● Information supplied
^^^^^^^^

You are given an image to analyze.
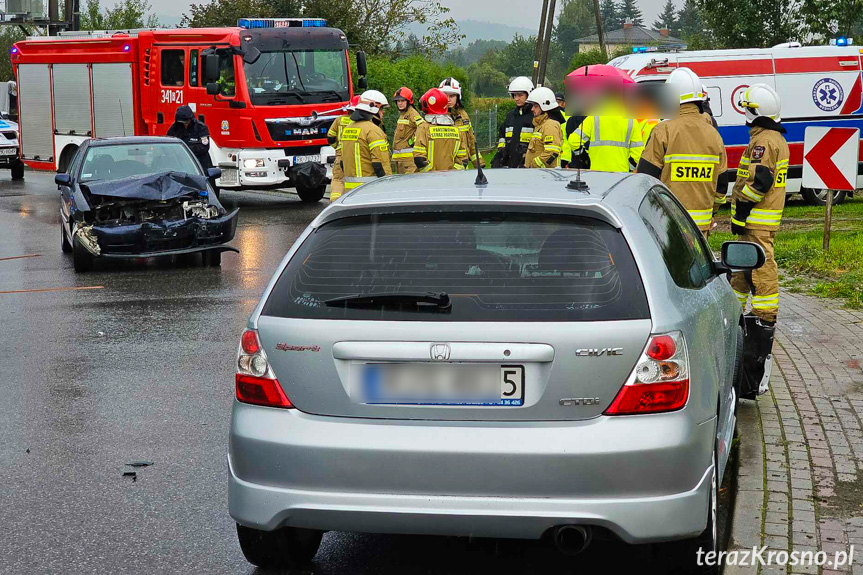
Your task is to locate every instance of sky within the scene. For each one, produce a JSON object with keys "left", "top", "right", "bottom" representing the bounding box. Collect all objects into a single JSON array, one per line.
[{"left": 148, "top": 0, "right": 668, "bottom": 29}]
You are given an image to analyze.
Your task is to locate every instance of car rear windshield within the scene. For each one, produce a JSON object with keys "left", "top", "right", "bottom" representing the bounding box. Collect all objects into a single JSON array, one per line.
[{"left": 263, "top": 213, "right": 649, "bottom": 321}]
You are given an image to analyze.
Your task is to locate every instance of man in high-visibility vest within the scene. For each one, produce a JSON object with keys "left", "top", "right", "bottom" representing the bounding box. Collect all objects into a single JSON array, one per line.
[
  {"left": 327, "top": 96, "right": 360, "bottom": 202},
  {"left": 342, "top": 90, "right": 393, "bottom": 192},
  {"left": 731, "top": 84, "right": 790, "bottom": 398},
  {"left": 413, "top": 88, "right": 464, "bottom": 172},
  {"left": 638, "top": 68, "right": 728, "bottom": 237},
  {"left": 393, "top": 86, "right": 423, "bottom": 174}
]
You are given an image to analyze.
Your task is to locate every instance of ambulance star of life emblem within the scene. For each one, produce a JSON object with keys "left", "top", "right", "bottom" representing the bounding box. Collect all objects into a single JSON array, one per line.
[{"left": 812, "top": 78, "right": 845, "bottom": 112}]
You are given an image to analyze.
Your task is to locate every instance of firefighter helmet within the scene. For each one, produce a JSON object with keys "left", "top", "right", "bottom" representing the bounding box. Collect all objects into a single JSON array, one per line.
[
  {"left": 527, "top": 86, "right": 558, "bottom": 112},
  {"left": 393, "top": 86, "right": 414, "bottom": 106},
  {"left": 665, "top": 68, "right": 707, "bottom": 104},
  {"left": 357, "top": 90, "right": 390, "bottom": 114},
  {"left": 509, "top": 76, "right": 533, "bottom": 94},
  {"left": 737, "top": 84, "right": 782, "bottom": 123},
  {"left": 420, "top": 88, "right": 448, "bottom": 115},
  {"left": 438, "top": 78, "right": 462, "bottom": 98}
]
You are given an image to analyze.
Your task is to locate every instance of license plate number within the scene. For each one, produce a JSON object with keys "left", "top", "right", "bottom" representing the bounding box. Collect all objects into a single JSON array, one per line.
[{"left": 360, "top": 364, "right": 524, "bottom": 407}]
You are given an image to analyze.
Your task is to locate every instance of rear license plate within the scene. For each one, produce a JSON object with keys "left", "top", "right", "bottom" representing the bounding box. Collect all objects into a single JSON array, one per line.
[{"left": 360, "top": 363, "right": 524, "bottom": 407}]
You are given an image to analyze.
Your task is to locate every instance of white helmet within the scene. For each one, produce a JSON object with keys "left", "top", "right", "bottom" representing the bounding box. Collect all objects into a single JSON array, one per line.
[
  {"left": 737, "top": 84, "right": 782, "bottom": 123},
  {"left": 438, "top": 78, "right": 461, "bottom": 98},
  {"left": 665, "top": 68, "right": 707, "bottom": 104},
  {"left": 356, "top": 90, "right": 390, "bottom": 114},
  {"left": 509, "top": 76, "right": 533, "bottom": 94},
  {"left": 527, "top": 86, "right": 558, "bottom": 112}
]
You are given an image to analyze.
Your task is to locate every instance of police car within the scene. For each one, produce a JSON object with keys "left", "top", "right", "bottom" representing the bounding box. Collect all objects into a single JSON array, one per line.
[{"left": 609, "top": 42, "right": 863, "bottom": 204}]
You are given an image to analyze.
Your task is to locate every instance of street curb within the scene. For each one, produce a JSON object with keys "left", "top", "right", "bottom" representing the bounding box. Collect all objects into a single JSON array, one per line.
[{"left": 723, "top": 400, "right": 764, "bottom": 575}]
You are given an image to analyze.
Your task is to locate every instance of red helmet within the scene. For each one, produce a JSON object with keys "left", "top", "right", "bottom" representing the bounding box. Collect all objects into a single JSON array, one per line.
[
  {"left": 393, "top": 86, "right": 414, "bottom": 106},
  {"left": 420, "top": 88, "right": 449, "bottom": 114}
]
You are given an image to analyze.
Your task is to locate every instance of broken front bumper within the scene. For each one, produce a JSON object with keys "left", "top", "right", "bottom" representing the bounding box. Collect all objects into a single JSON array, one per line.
[{"left": 85, "top": 210, "right": 239, "bottom": 258}]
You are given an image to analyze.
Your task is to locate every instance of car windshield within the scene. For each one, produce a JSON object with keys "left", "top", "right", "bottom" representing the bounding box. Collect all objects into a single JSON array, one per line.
[
  {"left": 244, "top": 50, "right": 350, "bottom": 106},
  {"left": 79, "top": 142, "right": 201, "bottom": 182}
]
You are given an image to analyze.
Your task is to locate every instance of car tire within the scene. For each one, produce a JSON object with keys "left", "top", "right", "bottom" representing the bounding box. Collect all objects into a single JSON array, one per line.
[
  {"left": 237, "top": 523, "right": 324, "bottom": 569},
  {"left": 297, "top": 186, "right": 327, "bottom": 204},
  {"left": 72, "top": 238, "right": 93, "bottom": 273},
  {"left": 800, "top": 188, "right": 848, "bottom": 206},
  {"left": 12, "top": 160, "right": 24, "bottom": 180},
  {"left": 60, "top": 224, "right": 72, "bottom": 254}
]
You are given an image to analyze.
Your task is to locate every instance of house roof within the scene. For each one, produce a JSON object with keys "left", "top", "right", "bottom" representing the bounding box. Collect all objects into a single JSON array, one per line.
[{"left": 576, "top": 26, "right": 686, "bottom": 46}]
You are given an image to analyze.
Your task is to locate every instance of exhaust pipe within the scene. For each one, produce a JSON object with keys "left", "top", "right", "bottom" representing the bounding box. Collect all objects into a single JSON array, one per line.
[{"left": 552, "top": 525, "right": 593, "bottom": 557}]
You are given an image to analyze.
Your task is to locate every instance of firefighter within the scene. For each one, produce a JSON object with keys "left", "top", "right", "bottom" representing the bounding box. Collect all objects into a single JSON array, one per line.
[
  {"left": 491, "top": 76, "right": 533, "bottom": 168},
  {"left": 638, "top": 68, "right": 728, "bottom": 237},
  {"left": 438, "top": 78, "right": 485, "bottom": 168},
  {"left": 731, "top": 84, "right": 789, "bottom": 397},
  {"left": 524, "top": 87, "right": 563, "bottom": 168},
  {"left": 413, "top": 88, "right": 464, "bottom": 172},
  {"left": 342, "top": 90, "right": 393, "bottom": 192},
  {"left": 168, "top": 106, "right": 213, "bottom": 172},
  {"left": 393, "top": 86, "right": 423, "bottom": 174},
  {"left": 327, "top": 96, "right": 360, "bottom": 202}
]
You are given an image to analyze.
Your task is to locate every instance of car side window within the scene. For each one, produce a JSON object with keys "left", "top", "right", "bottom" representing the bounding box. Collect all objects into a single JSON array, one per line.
[{"left": 638, "top": 187, "right": 712, "bottom": 289}]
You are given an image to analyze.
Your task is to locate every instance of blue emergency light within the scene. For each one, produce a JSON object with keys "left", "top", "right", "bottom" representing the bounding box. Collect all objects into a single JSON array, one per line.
[{"left": 237, "top": 18, "right": 327, "bottom": 30}]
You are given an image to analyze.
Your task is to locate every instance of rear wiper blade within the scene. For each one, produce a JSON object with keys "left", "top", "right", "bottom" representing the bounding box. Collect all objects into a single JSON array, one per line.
[{"left": 324, "top": 292, "right": 452, "bottom": 309}]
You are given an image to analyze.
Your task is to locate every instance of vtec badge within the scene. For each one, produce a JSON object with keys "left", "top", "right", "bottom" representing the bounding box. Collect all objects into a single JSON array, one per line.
[{"left": 575, "top": 347, "right": 623, "bottom": 357}]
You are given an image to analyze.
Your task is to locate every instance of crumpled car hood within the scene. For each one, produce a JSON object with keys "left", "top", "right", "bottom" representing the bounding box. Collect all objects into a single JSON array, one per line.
[{"left": 81, "top": 172, "right": 207, "bottom": 201}]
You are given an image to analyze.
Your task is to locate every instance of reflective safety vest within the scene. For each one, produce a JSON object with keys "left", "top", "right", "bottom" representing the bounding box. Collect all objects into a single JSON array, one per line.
[{"left": 570, "top": 116, "right": 644, "bottom": 172}]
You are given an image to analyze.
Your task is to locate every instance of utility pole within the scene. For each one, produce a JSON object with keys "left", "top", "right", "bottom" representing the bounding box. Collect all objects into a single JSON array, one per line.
[
  {"left": 536, "top": 0, "right": 557, "bottom": 84},
  {"left": 593, "top": 0, "right": 608, "bottom": 62},
  {"left": 533, "top": 0, "right": 548, "bottom": 86}
]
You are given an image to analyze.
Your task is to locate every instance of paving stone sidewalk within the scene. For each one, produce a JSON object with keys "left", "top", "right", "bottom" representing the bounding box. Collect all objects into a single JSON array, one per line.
[{"left": 725, "top": 291, "right": 863, "bottom": 575}]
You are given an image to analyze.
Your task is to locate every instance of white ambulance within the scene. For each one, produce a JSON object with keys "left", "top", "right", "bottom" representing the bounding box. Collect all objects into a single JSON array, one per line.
[{"left": 609, "top": 43, "right": 863, "bottom": 204}]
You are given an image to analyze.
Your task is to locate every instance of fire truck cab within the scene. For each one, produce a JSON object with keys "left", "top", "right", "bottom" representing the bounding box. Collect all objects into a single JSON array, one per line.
[
  {"left": 609, "top": 43, "right": 863, "bottom": 204},
  {"left": 12, "top": 18, "right": 365, "bottom": 201}
]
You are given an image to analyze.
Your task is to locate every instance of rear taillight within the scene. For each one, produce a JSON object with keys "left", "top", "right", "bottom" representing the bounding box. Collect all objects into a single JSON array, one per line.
[
  {"left": 605, "top": 331, "right": 689, "bottom": 415},
  {"left": 236, "top": 329, "right": 294, "bottom": 408}
]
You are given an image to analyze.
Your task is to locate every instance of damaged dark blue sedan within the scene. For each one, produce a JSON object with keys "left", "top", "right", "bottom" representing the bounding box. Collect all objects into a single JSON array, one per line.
[{"left": 54, "top": 137, "right": 239, "bottom": 272}]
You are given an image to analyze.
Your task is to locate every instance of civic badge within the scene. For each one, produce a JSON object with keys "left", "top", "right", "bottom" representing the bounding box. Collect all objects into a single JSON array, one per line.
[{"left": 431, "top": 343, "right": 450, "bottom": 361}]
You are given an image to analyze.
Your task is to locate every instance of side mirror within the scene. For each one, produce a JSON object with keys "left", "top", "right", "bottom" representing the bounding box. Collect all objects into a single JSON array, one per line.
[{"left": 717, "top": 238, "right": 765, "bottom": 273}]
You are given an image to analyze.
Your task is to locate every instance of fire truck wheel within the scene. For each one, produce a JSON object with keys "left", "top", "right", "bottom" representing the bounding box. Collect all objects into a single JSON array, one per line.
[
  {"left": 800, "top": 188, "right": 848, "bottom": 206},
  {"left": 297, "top": 186, "right": 327, "bottom": 203},
  {"left": 12, "top": 160, "right": 24, "bottom": 180}
]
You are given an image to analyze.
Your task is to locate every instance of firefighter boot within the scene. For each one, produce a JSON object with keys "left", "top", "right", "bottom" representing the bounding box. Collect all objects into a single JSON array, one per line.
[{"left": 740, "top": 316, "right": 776, "bottom": 399}]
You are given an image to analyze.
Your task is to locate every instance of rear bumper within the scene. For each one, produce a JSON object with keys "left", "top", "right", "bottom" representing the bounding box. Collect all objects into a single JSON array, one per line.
[{"left": 229, "top": 402, "right": 715, "bottom": 543}]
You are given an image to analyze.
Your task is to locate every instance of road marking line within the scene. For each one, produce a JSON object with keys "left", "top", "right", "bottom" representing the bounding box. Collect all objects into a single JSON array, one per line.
[
  {"left": 0, "top": 286, "right": 105, "bottom": 295},
  {"left": 0, "top": 254, "right": 42, "bottom": 262}
]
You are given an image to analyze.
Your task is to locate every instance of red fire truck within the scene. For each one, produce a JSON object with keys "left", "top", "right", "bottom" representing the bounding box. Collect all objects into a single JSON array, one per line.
[{"left": 11, "top": 18, "right": 365, "bottom": 201}]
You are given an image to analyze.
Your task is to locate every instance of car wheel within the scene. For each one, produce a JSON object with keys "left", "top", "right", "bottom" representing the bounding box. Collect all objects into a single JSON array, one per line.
[
  {"left": 60, "top": 224, "right": 72, "bottom": 254},
  {"left": 12, "top": 160, "right": 24, "bottom": 180},
  {"left": 297, "top": 186, "right": 327, "bottom": 204},
  {"left": 237, "top": 523, "right": 324, "bottom": 569},
  {"left": 800, "top": 188, "right": 848, "bottom": 206},
  {"left": 72, "top": 238, "right": 93, "bottom": 273}
]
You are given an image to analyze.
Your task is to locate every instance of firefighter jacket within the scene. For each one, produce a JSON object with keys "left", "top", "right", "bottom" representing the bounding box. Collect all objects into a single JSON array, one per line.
[
  {"left": 570, "top": 116, "right": 644, "bottom": 172},
  {"left": 342, "top": 110, "right": 393, "bottom": 191},
  {"left": 524, "top": 112, "right": 563, "bottom": 168},
  {"left": 393, "top": 106, "right": 424, "bottom": 161},
  {"left": 638, "top": 104, "right": 728, "bottom": 231},
  {"left": 731, "top": 118, "right": 789, "bottom": 235},
  {"left": 450, "top": 105, "right": 485, "bottom": 168},
  {"left": 167, "top": 119, "right": 213, "bottom": 172},
  {"left": 413, "top": 114, "right": 464, "bottom": 172},
  {"left": 491, "top": 104, "right": 533, "bottom": 168}
]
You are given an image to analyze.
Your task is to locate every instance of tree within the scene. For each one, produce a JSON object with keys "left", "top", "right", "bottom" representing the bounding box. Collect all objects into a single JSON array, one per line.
[
  {"left": 653, "top": 0, "right": 679, "bottom": 32},
  {"left": 619, "top": 0, "right": 644, "bottom": 26}
]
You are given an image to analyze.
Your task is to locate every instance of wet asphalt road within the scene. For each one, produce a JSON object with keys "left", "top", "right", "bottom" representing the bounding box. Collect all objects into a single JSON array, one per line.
[{"left": 0, "top": 171, "right": 728, "bottom": 575}]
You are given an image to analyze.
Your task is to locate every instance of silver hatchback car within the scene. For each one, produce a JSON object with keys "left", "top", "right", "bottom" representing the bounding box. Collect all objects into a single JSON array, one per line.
[{"left": 229, "top": 170, "right": 763, "bottom": 567}]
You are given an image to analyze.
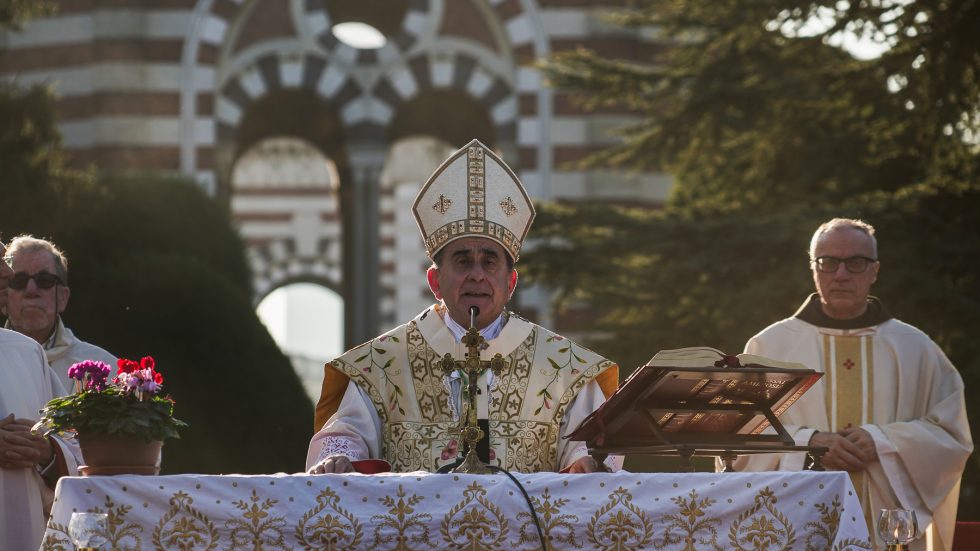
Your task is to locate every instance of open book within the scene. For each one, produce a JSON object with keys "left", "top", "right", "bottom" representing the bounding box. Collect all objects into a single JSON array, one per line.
[{"left": 569, "top": 347, "right": 822, "bottom": 449}]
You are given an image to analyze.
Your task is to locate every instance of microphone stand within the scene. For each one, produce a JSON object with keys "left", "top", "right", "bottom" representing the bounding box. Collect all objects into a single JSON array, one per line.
[{"left": 440, "top": 306, "right": 507, "bottom": 474}]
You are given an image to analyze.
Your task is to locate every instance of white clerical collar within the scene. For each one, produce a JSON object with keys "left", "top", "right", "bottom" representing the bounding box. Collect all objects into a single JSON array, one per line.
[{"left": 442, "top": 310, "right": 505, "bottom": 342}]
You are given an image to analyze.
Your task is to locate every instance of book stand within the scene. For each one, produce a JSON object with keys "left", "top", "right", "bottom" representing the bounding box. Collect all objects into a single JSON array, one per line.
[{"left": 568, "top": 349, "right": 827, "bottom": 472}]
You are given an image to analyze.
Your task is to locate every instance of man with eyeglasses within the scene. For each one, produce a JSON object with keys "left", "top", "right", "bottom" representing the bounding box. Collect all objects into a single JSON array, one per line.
[
  {"left": 306, "top": 140, "right": 621, "bottom": 474},
  {"left": 0, "top": 238, "right": 80, "bottom": 549},
  {"left": 4, "top": 235, "right": 116, "bottom": 392},
  {"left": 736, "top": 218, "right": 973, "bottom": 550}
]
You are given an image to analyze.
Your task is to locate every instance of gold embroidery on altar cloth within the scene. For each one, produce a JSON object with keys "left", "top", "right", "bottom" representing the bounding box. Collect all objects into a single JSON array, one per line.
[
  {"left": 803, "top": 494, "right": 871, "bottom": 551},
  {"left": 153, "top": 491, "right": 220, "bottom": 550},
  {"left": 586, "top": 486, "right": 653, "bottom": 551},
  {"left": 371, "top": 484, "right": 434, "bottom": 550},
  {"left": 225, "top": 488, "right": 289, "bottom": 550},
  {"left": 296, "top": 488, "right": 364, "bottom": 551},
  {"left": 653, "top": 490, "right": 723, "bottom": 551},
  {"left": 517, "top": 488, "right": 582, "bottom": 549},
  {"left": 440, "top": 482, "right": 510, "bottom": 549},
  {"left": 41, "top": 496, "right": 143, "bottom": 551},
  {"left": 728, "top": 486, "right": 796, "bottom": 551}
]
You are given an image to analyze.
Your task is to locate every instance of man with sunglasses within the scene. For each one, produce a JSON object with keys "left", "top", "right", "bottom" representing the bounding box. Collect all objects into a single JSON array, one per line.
[
  {"left": 736, "top": 218, "right": 973, "bottom": 550},
  {"left": 0, "top": 239, "right": 79, "bottom": 549},
  {"left": 4, "top": 235, "right": 116, "bottom": 392}
]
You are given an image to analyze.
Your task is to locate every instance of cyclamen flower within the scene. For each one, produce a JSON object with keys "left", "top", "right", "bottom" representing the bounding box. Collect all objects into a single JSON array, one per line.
[
  {"left": 116, "top": 368, "right": 163, "bottom": 400},
  {"left": 68, "top": 360, "right": 112, "bottom": 390}
]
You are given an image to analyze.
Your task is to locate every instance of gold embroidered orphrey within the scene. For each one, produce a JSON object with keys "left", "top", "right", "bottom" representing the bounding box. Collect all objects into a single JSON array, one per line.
[
  {"left": 439, "top": 314, "right": 507, "bottom": 474},
  {"left": 500, "top": 196, "right": 517, "bottom": 216},
  {"left": 332, "top": 312, "right": 615, "bottom": 473}
]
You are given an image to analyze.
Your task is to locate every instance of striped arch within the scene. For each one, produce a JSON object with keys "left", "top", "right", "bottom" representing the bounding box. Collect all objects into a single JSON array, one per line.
[
  {"left": 249, "top": 239, "right": 342, "bottom": 305},
  {"left": 370, "top": 53, "right": 518, "bottom": 149},
  {"left": 180, "top": 0, "right": 552, "bottom": 180},
  {"left": 215, "top": 54, "right": 368, "bottom": 142},
  {"left": 306, "top": 0, "right": 432, "bottom": 65}
]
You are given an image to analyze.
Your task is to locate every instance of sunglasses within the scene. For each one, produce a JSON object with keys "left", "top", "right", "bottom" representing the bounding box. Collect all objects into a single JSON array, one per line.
[{"left": 9, "top": 272, "right": 64, "bottom": 291}]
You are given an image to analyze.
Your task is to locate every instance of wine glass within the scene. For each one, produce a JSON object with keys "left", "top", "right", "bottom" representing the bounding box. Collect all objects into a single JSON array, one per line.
[
  {"left": 68, "top": 513, "right": 109, "bottom": 551},
  {"left": 878, "top": 509, "right": 919, "bottom": 549}
]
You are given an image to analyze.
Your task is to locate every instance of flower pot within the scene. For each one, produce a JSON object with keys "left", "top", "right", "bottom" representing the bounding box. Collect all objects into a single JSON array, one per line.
[{"left": 78, "top": 434, "right": 163, "bottom": 476}]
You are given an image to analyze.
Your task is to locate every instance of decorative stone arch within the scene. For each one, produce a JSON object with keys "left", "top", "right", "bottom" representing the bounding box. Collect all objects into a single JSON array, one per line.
[
  {"left": 180, "top": 0, "right": 552, "bottom": 344},
  {"left": 230, "top": 136, "right": 342, "bottom": 305},
  {"left": 371, "top": 53, "right": 518, "bottom": 151},
  {"left": 180, "top": 0, "right": 552, "bottom": 184}
]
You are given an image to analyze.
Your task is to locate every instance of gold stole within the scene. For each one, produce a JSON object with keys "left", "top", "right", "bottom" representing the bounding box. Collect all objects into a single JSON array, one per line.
[{"left": 823, "top": 335, "right": 874, "bottom": 533}]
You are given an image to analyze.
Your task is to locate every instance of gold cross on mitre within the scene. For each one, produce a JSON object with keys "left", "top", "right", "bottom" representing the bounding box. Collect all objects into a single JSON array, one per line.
[{"left": 439, "top": 306, "right": 507, "bottom": 474}]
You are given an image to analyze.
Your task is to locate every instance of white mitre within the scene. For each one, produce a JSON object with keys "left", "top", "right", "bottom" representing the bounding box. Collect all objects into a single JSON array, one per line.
[{"left": 412, "top": 140, "right": 534, "bottom": 262}]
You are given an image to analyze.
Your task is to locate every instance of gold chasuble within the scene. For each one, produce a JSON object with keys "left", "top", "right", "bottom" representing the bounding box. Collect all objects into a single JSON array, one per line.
[
  {"left": 330, "top": 308, "right": 618, "bottom": 473},
  {"left": 735, "top": 294, "right": 973, "bottom": 551}
]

^^^^^^^^

● Task prompt
Identify every line in the rows above that contains the word "star", and copy each of those lines in full.

● Correct response
Your task is to locate every instance of ambulance star of life emblem within the scene. For each one, produce a JSON object with keys "left", "top", "right", "bottom" representing the bounding box. Collect all objects into a single JSON array, one per line.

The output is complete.